Excerpted records —
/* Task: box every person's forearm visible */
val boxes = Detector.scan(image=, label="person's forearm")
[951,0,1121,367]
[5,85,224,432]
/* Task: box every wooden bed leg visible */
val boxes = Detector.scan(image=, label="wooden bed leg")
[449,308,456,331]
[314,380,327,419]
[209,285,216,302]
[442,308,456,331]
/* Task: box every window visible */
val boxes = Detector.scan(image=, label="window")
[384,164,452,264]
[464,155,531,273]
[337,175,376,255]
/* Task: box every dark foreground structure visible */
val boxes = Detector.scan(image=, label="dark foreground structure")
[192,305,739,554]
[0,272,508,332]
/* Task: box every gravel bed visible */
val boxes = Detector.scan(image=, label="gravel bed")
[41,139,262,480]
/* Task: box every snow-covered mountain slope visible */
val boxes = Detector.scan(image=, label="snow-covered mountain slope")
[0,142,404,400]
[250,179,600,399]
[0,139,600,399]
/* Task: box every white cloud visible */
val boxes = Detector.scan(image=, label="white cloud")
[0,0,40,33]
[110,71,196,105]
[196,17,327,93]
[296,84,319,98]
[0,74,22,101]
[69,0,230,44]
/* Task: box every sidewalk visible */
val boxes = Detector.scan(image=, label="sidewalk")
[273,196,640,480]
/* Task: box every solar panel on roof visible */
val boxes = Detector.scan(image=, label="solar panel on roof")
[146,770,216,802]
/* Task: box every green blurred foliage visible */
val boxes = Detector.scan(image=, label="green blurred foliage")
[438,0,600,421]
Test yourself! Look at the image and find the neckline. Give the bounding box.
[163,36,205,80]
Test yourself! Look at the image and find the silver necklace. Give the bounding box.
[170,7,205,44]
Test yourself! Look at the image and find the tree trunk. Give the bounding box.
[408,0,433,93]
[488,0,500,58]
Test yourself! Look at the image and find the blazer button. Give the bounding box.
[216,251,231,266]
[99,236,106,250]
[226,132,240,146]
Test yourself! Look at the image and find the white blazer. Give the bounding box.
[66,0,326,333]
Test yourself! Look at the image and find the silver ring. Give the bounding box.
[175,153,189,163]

Exercise requirements — Starting at the line that contains "Test yourself! Look at the image and find the white" and ending at the last line of the data, write those lines out again with the requests kept as they are, and offset every bounding box coordinate in the answers by 109.

Solution below —
Test yourself! Look at the image and find the white blazer. Give the bounding box.
[175,109,435,442]
Test yourself! Look at the image and find the silver ring. Give the bounding box.
[284,262,298,272]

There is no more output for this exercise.